● DOCUMENT SECTION:
+--
Need clarity, kindly explain! - Statistics and Probability

The mean and variance of a random variable $X$ having a binomial distribution are 4 and 2 respectively, then $P(X=1)$ is

Option 1)
1/16

Option 2)
1/8

Option 3)
1/4

Option 4)
1/32

Answers (2)

As we learnt in

Binomial Distribution(Statistical) -

$Mean = np$

$Variance = npq$

$Standard \: deviation =\sqrt{npq}$

Mean=np=4 ........ (1)

Variance=np(1-p)=2 .............. (2)
+--
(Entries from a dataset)
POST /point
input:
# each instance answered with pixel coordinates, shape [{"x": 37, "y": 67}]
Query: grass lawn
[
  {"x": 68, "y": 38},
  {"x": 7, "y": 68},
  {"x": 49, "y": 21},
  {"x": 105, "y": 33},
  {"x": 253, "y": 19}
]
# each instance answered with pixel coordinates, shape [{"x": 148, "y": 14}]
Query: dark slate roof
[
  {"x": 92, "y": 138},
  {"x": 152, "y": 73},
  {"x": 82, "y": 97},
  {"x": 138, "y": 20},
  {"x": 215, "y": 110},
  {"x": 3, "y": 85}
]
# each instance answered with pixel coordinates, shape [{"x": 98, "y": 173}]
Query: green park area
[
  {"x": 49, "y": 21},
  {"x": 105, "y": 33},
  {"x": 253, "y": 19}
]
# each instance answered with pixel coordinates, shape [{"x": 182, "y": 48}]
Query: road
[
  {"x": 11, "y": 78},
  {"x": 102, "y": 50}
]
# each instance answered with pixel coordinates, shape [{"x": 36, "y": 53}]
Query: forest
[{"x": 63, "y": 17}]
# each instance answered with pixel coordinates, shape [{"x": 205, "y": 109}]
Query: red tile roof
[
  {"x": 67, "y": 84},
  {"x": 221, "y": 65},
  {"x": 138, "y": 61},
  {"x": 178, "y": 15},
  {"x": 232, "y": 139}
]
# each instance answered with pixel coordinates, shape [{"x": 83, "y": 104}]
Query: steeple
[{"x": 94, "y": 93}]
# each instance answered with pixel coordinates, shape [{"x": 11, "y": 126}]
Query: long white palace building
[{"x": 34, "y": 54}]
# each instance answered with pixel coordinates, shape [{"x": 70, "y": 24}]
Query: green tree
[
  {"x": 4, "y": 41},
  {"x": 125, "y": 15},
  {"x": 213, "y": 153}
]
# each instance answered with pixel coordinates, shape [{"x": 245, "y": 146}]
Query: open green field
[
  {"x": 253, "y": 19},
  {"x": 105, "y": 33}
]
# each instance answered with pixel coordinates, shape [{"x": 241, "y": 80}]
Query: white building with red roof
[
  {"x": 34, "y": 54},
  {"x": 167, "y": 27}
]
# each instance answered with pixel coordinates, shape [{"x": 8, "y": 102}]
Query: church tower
+--
● TASK REQUIREMENTS:
a. Rewrite the binomial distribution thread, everything from "As we learnt" down to "Variance=np(1-p)=2 .............. (2)", renaming "Variance" to "Var".
b. From the binomial distribution thread, list every value offered as an option for $P(X=1)$.
c. Answer these about the binomial distribution thread:
(i) What value is given for the mean of $X$?
(ii) What formula is stated for the standard deviation?
(iii) How many answers does the thread report?

● ANSWER LIST:
a.
As we learnt in

Binomial Distribution(Statistical) -

$Mean = np$

$Var = npq$

$Standard \: deviation =\sqrt{npq}$

Mean=np=4 ........ (1)

Var=np(1-p)=2 .............. (2)

b.
1/16
1/8
1/4
1/32

c.
(i) 4
(ii) $\sqrt{npq}$
(iii) 2